> _Selected excerpt_:
There are cars here and people really use them. V’s brother, for example, has a tiny car similar to a geo metro. When he drove us to see our house for the first time, we squeezed 10 people inside the bright red, 2 door, 4 seater. Who needs seat belts when you’re packed so tight you can’t even breathe? Perfectly safe.

A main method of getting from A to B here if it’s too far to walk (and too far to walk definitely depends on who you ask), is the Combi. It’s like the city bus, except there are no designated stops or schedules. This dilapidated fleet of 1970’s VW busses are cheap to ride, smell like exhaust, and will carry as much as they can possibly hold and then some… I have seen farm tools, rolls of fencing, caged chickens, groceries, school children… You name it. If it fits, it goes. We even hauled trees to our new house on the combi one day.

> _Dataset content_:
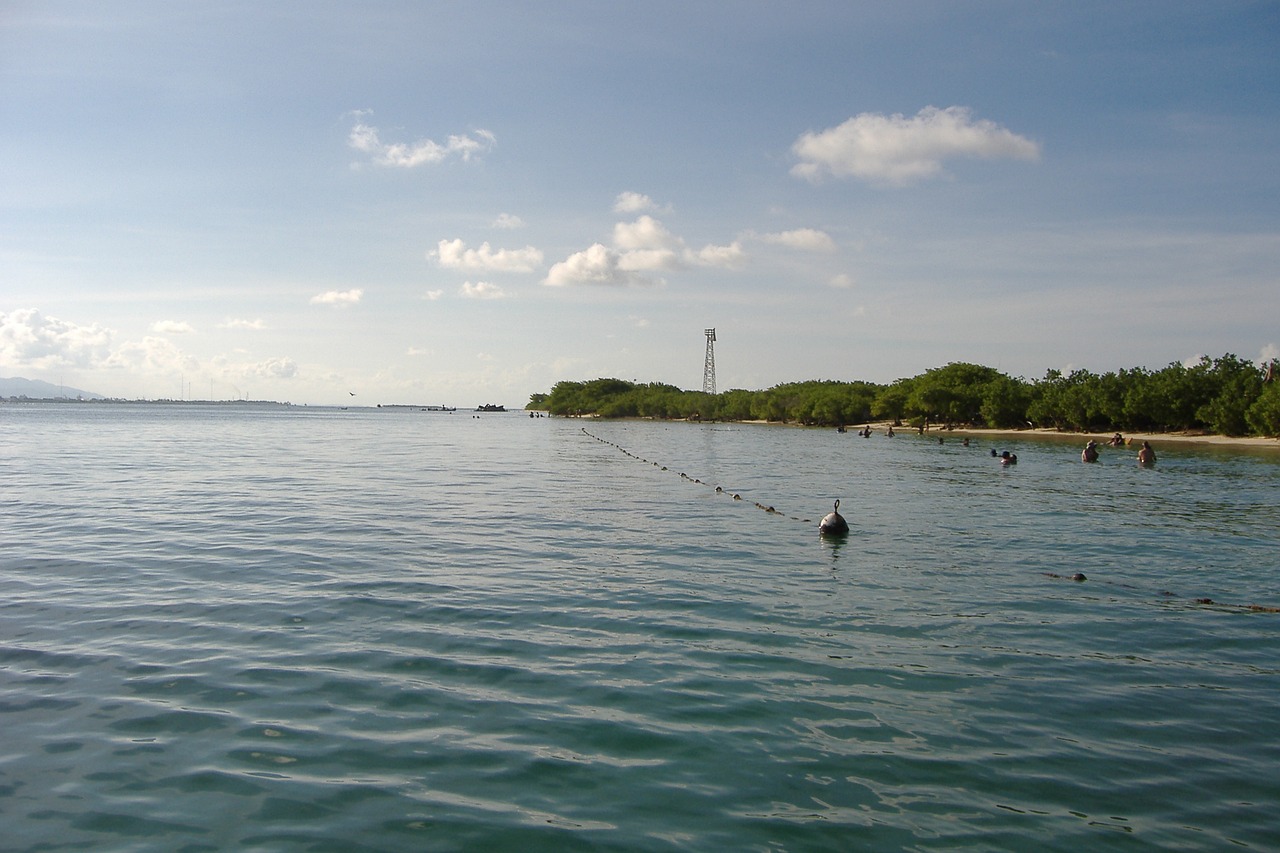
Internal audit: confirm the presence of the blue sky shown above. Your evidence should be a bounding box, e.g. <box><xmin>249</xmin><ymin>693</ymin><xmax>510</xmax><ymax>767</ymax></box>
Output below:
<box><xmin>0</xmin><ymin>0</ymin><xmax>1280</xmax><ymax>406</ymax></box>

> _To be done_:
(a) Rewrite a section of the piece on getting around, beginning at the words "There are cars" and stopping after "combi one day.", with "trees" swapped for "bricks".
(b) Answer these questions from the piece on getting around:
(i) How many people squeezed into V's brother's car on the drive to see the house?
(ii) What vehicles make up the Combi fleet?
(iii) What did the writer haul to the new house on the combi?
(c) Pick up the piece on getting around after its last sentence and continue it.

> _Per-task answers_:
(a)
There are cars here and people really use them. V’s brother, for example, has a tiny car similar to a geo metro. When he drove us to see our house for the first time, we squeezed 10 people inside the bright red, 2 door, 4 seater. Who needs seat belts when you’re packed so tight you can’t even breathe? Perfectly safe.

A main method of getting from A to B here if it’s too far to walk (and too far to walk definitely depends on who you ask), is the Combi. It’s like the city bus, except there are no designated stops or schedules. This dilapidated fleet of 1970’s VW busses are cheap to ride, smell like exhaust, and will carry as much as they can possibly hold and then some… I have seen farm tools, rolls of fencing, caged chickens, groceries, school children… You name it. If it fits, it goes. We even hauled bricks to our new house on the combi one day.

(b)
(i) 10 people
(ii) 1970's VW busses
(iii) Trees

(c)
Our long, 8 hour drive from Mexico City, with a stop in Toluca, was in a combi. Wooden bench seating around the sides, we filled it way past maximum capacity. We had eleven people, fifteen suitcases and a jogging stroller inside. At one point while stuck in traffic in Mexico City, we stalled in a mostly dark tunnel with fish painted inside to look like an underwater ocean scene. The driver could not get it started again and traffic began going around us. It was hot and the air was thick with the smell of fuel. After several attempts, he began flicking a lighter somewhere under the dash. Then the engine started up and we sped off!

As soon as we entered Michoacan, we were stopped by the Policia. They approached us with their large assault rifles and the driver looked back at us and said “Tiene propina?” (do you have a tip/bribe?) Abuelo forked over 200 pesos, the officer let his gun fall to his side, smiled and waived us on.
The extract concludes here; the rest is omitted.